6. Get a qualified expert to help you navigate.

You may want to take action on several fronts by contacting a lawyer as well. Don't go to places that advertise a fix on TV, the Internet, or telephone poles. And hang up on phony buyers who offer to cure your problem by buying your home and leasing it back to you until you can repurchase it. To find a lawyer you trust, contact an agency affiliated with Legal Services Corp. (if your income level is low enough to qualify for their assistance), or call your county or state bar association.

7. Check to see if you're eligible for special assistance. If you have an adjustable-rate mortgage and a good credit rating, the federal FHASecure program may be able to provide a refinance option with a fixed rate. If you're an active armed services member or have served within the past 90 days, the Servicemembers Civil Relief Act offers foreclosure protection.

8. Don't consider bankruptcy an easy way out. Under current laws, bankruptcy can slow or halt foreclosure in some cases, but you need to seek legal advice from a trusted source before you proceed. Bankruptcy judges are not permitted to restructure debt owed on a mortgage covering a primary residence. "Borrowers can file Chapter 13 bankruptcy, which will put a temporary hold on a foreclosure action. The problem is that in order to sustain the Chapter 13 plan, a borrower in a high-cost mortgage has to be able to make payments in the mortgage going forward, and also to pay off a percentage of the arrears and other debts each month," says Josh Zinner of the Neighborhood Economic Development Advocacy Project in New York. Congress has proposed a new law allowing bankruptcy judges to reduce mortgage debt for borrowers holding subprime or non-traditional mortgages. But the Foreclosure Prevention Act of 2008 faces stiff opposition from mortgage bankers and the White House. And some relief programs, such as Project Lifeline, are not available to borrowers who've entered bankruptcy.

WHAT TO WORK ON.
A – In the foreclosure advice, which federal program may offer a fixed-rate refinance to borrowers who have an adjustable-rate mortgage and a good credit rating?
B – Continue the foreclosure advice from the point where it stops.

DATA EXTRACT.
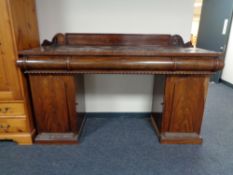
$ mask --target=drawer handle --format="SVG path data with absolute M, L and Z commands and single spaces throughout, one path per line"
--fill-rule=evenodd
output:
M 6 108 L 0 108 L 0 112 L 1 113 L 7 113 L 10 110 L 10 108 L 6 107 Z

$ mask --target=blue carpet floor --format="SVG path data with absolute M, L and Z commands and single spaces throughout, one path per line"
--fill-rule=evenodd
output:
M 82 143 L 0 142 L 0 175 L 232 175 L 233 89 L 211 84 L 203 145 L 160 145 L 142 118 L 89 118 Z

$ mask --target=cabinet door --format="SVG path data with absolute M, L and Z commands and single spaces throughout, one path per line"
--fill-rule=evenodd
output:
M 0 100 L 21 100 L 17 51 L 7 1 L 0 1 Z

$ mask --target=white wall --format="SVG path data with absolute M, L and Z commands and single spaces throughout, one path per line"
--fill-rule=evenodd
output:
M 223 69 L 222 79 L 233 84 L 233 21 L 227 46 L 225 67 Z
M 194 0 L 37 0 L 41 41 L 55 33 L 180 34 L 189 40 Z M 88 112 L 150 112 L 153 77 L 86 75 Z

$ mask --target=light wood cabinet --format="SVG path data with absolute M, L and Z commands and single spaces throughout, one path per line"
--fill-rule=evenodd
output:
M 31 144 L 34 127 L 18 51 L 39 46 L 34 0 L 0 0 L 0 140 Z

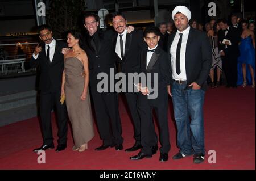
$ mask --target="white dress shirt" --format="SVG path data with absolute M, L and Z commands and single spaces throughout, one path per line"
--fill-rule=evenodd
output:
M 147 49 L 150 50 L 153 50 L 154 49 L 156 49 L 156 47 L 158 47 L 158 44 L 156 45 L 156 46 L 155 46 L 155 47 L 154 47 L 153 48 L 150 48 L 148 47 L 147 47 Z M 147 66 L 146 67 L 146 68 L 147 68 L 147 66 L 148 65 L 148 64 L 150 61 L 150 59 L 151 59 L 152 56 L 153 55 L 154 52 L 148 51 L 147 53 Z
M 52 38 L 52 42 L 51 42 L 50 44 L 47 44 L 46 43 L 44 44 L 45 44 L 45 48 L 46 48 L 46 53 L 47 53 L 47 50 L 48 50 L 48 45 L 50 46 L 50 61 L 51 63 L 52 61 L 52 58 L 53 58 L 53 56 L 54 56 L 54 52 L 55 52 L 55 45 L 56 45 L 56 40 Z M 35 52 L 33 53 L 33 58 L 35 59 L 38 59 L 38 55 L 39 54 L 38 54 L 37 56 L 35 55 Z
M 238 27 L 238 23 L 233 25 L 232 27 L 233 27 L 234 28 L 237 28 L 237 27 Z
M 122 34 L 117 34 L 117 44 L 115 45 L 115 53 L 117 53 L 118 57 L 122 60 L 122 56 L 121 54 L 121 48 L 120 48 L 120 36 L 123 35 L 122 36 L 122 39 L 123 39 L 123 56 L 125 56 L 125 41 L 126 40 L 126 34 L 127 34 L 127 28 L 125 28 L 125 31 Z
M 184 30 L 182 32 L 177 30 L 174 41 L 171 46 L 171 62 L 172 64 L 172 78 L 175 80 L 186 81 L 186 66 L 185 56 L 186 54 L 187 42 L 188 41 L 188 34 L 189 33 L 190 26 Z M 177 50 L 177 46 L 180 39 L 180 33 L 182 35 L 181 47 L 180 48 L 180 73 L 179 75 L 176 73 L 176 54 Z

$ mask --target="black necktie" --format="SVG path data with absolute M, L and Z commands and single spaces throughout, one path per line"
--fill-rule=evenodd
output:
M 155 49 L 152 49 L 152 50 L 149 50 L 149 49 L 147 49 L 147 51 L 148 51 L 148 52 L 155 52 Z
M 94 37 L 93 37 L 92 38 L 91 41 L 90 41 L 90 44 L 92 45 L 92 47 L 93 48 L 93 49 L 94 49 L 94 51 L 96 53 L 97 53 L 97 46 L 96 44 L 96 41 L 95 41 L 95 38 Z
M 180 74 L 180 48 L 181 47 L 181 42 L 182 42 L 182 33 L 180 33 L 180 39 L 179 39 L 176 54 L 176 73 L 178 75 Z
M 120 36 L 120 49 L 121 49 L 121 57 L 122 60 L 123 60 L 123 39 L 122 37 L 123 35 L 119 35 Z
M 51 60 L 49 59 L 49 45 L 48 45 L 47 52 L 46 52 L 46 59 L 47 59 L 48 62 L 51 64 Z

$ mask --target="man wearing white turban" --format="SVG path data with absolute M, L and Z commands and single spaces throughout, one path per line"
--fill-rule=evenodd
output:
M 176 7 L 172 18 L 177 31 L 168 41 L 172 75 L 168 91 L 172 97 L 180 149 L 172 159 L 193 153 L 194 163 L 200 163 L 205 155 L 203 106 L 212 61 L 210 45 L 206 33 L 190 28 L 191 12 L 187 7 Z

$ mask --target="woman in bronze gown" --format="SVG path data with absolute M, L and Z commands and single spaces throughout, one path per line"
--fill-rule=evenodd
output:
M 72 123 L 74 151 L 84 151 L 94 136 L 89 94 L 88 59 L 79 45 L 81 34 L 68 34 L 68 47 L 64 54 L 61 95 L 65 96 L 68 116 Z M 84 76 L 81 73 L 84 71 Z

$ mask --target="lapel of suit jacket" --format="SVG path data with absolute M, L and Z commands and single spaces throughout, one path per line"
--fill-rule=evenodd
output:
M 54 63 L 54 61 L 55 60 L 54 58 L 56 57 L 57 52 L 60 52 L 61 51 L 59 50 L 59 42 L 57 40 L 56 40 L 56 41 L 55 41 L 55 50 L 54 51 L 53 57 L 52 57 L 52 62 L 50 63 L 49 65 L 52 65 L 52 64 Z
M 133 33 L 127 33 L 126 39 L 125 40 L 125 57 L 123 61 L 126 61 L 126 57 L 127 57 L 128 52 L 130 50 L 130 47 L 131 47 L 131 41 L 133 40 Z
M 104 35 L 101 32 L 99 32 L 98 33 L 98 51 L 97 54 L 99 53 L 100 50 L 101 49 L 101 45 L 102 45 L 102 41 L 105 41 L 105 37 L 104 37 Z
M 174 37 L 175 37 L 175 35 L 177 31 L 176 30 L 173 33 L 169 36 L 168 37 L 168 57 L 169 58 L 169 60 L 171 61 L 171 47 L 172 46 L 172 42 L 174 41 Z
M 42 45 L 42 54 L 43 56 L 43 60 L 44 60 L 46 63 L 46 65 L 48 66 L 50 66 L 51 65 L 49 64 L 49 62 L 47 60 L 47 57 L 46 57 L 46 44 L 44 43 Z
M 191 54 L 189 54 L 188 52 L 189 52 L 188 49 L 191 49 L 191 44 L 193 39 L 193 32 L 194 29 L 191 27 L 189 30 L 189 32 L 188 32 L 188 40 L 187 41 L 186 44 L 186 52 L 185 54 L 185 66 L 186 68 L 186 71 L 188 71 L 188 65 L 189 64 L 188 60 L 189 59 L 189 56 L 191 56 Z M 186 74 L 187 74 L 186 72 Z
M 142 61 L 141 66 L 143 71 L 146 71 L 146 70 L 147 69 L 147 52 L 146 50 L 142 50 L 142 56 L 141 57 Z
M 150 58 L 150 62 L 147 67 L 147 69 L 146 70 L 146 71 L 147 72 L 149 72 L 149 71 L 150 71 L 150 70 L 152 70 L 152 69 L 153 68 L 154 65 L 155 65 L 155 62 L 158 60 L 158 57 L 160 56 L 160 49 L 159 49 L 159 47 L 158 46 L 156 48 L 156 49 L 155 49 L 155 52 L 154 52 L 153 54 L 152 55 L 152 57 Z M 147 60 L 147 58 L 146 58 L 146 60 Z

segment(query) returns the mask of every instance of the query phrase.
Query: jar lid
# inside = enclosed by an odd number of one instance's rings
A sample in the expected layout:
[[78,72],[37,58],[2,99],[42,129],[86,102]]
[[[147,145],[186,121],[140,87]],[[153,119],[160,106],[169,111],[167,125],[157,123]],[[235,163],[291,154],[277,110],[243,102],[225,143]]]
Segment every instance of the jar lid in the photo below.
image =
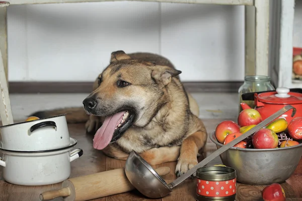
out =
[[260,102],[271,104],[298,104],[302,103],[302,94],[289,92],[285,87],[279,87],[275,92],[262,93],[258,95]]
[[206,181],[228,181],[236,178],[236,171],[229,167],[206,166],[196,170],[196,177]]

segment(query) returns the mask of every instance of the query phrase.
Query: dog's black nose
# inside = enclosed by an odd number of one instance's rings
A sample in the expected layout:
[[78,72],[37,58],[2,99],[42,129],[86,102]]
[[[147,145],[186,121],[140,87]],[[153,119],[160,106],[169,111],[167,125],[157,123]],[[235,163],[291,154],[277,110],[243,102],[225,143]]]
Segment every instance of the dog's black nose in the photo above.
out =
[[96,107],[97,101],[93,98],[86,98],[83,101],[83,105],[84,105],[84,108],[87,110],[90,111]]

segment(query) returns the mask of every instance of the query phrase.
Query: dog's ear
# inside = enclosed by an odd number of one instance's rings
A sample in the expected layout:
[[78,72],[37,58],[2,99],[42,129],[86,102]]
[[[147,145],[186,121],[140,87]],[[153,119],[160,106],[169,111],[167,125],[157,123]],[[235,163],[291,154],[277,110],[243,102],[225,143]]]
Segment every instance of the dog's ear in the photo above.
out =
[[111,53],[110,62],[120,60],[130,59],[129,55],[125,53],[123,50],[119,50]]
[[162,82],[164,85],[169,84],[173,77],[181,73],[181,71],[166,66],[157,65],[152,71],[151,76],[158,82]]

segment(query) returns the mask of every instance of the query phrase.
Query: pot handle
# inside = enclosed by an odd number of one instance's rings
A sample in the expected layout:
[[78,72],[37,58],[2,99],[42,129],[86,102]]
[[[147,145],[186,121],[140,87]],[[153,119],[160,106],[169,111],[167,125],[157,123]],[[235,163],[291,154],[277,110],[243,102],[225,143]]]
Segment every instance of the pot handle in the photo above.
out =
[[54,127],[54,129],[56,130],[57,129],[56,124],[55,124],[55,122],[54,121],[47,121],[41,122],[40,123],[35,124],[34,125],[32,125],[30,127],[30,130],[31,132],[32,132],[34,131],[34,130],[36,130],[37,129],[46,126],[53,126]]
[[81,157],[83,155],[83,150],[82,149],[76,149],[70,153],[70,162]]
[[1,157],[0,157],[0,165],[3,167],[6,166],[6,163],[5,162],[5,161],[3,161],[2,160],[2,158],[1,158]]

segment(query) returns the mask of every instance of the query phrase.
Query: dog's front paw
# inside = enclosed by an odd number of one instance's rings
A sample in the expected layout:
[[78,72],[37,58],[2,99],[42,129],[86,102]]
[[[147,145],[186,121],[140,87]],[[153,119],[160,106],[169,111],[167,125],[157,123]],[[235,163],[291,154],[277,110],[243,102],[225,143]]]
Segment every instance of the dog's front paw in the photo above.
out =
[[[196,158],[190,158],[185,157],[179,157],[178,160],[177,165],[175,168],[175,174],[176,176],[180,176],[185,173],[188,170],[193,168],[198,163]],[[192,176],[195,176],[196,173],[194,173]],[[192,177],[191,176],[191,177]]]
[[101,118],[97,116],[91,115],[89,119],[86,122],[85,127],[87,133],[95,132],[102,125]]

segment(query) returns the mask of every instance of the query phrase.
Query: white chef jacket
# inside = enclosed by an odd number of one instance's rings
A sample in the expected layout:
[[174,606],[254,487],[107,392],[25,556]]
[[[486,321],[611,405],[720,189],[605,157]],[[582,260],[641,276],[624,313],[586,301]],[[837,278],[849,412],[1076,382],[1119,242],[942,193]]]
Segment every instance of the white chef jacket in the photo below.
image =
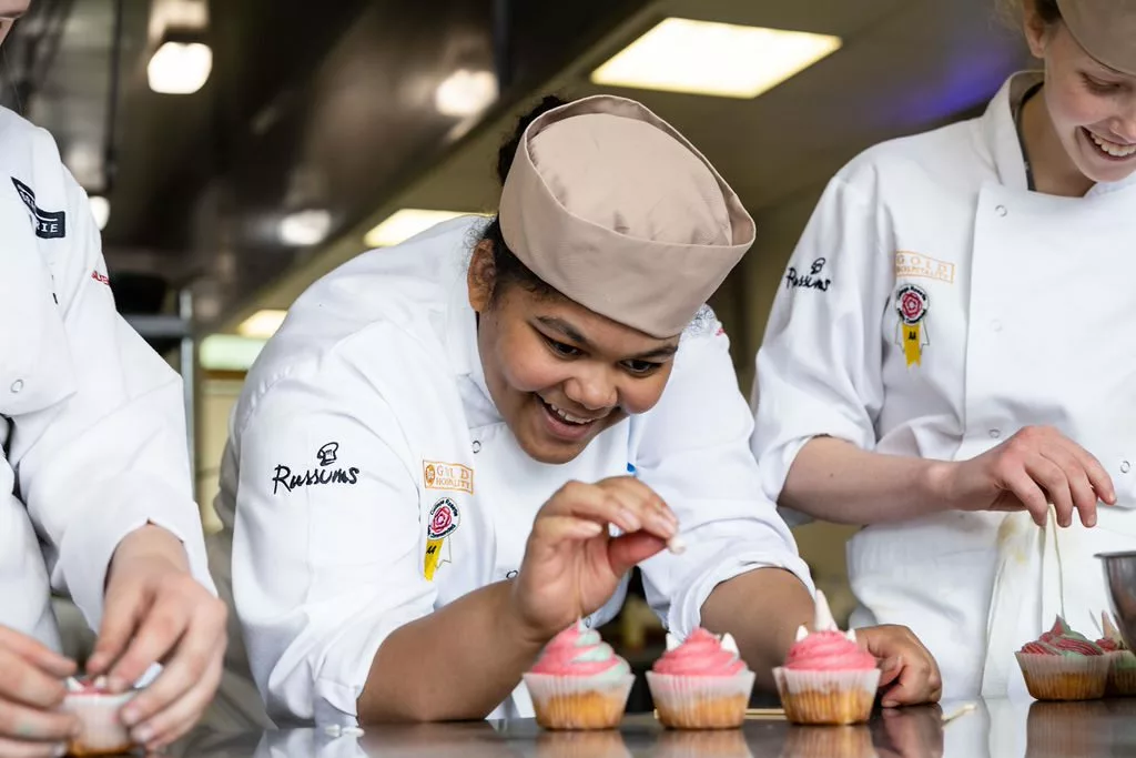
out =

WRITTEN RESPONSES.
A – The FHASecure program.

B –
9. Meanwhile, try to keep your payments current. Mindy Wright, a housing counselor in Elyria, Ohio, says people often make the mistake of paying off credit cards bills before making their monthly mortgage payment. Why? Credit card companies call them immediately when they miss a payment, and often use threatening tactics. Banks wait much longer to communicate, and use the mail. By the time borrowers get a letter from the bank notifying them they are late with payments, they "already owe fees on tops of fees," Wright says. "Typically, when you're behind on your mortgage payments, you don't hear from your lender til you are 60, even 90 days late. With credit cards, as soon as you miss a payment, they will call and harass you day and night. That intimates people into making a payment." Wright advises homeowners to put off the credit card companies and pay their mortgage payment first. "If you don't pay the credit card bill, it might ruin your credit score, but a foreclosure will impact your credit score far more negatively—plus you won't have a place to live," she says.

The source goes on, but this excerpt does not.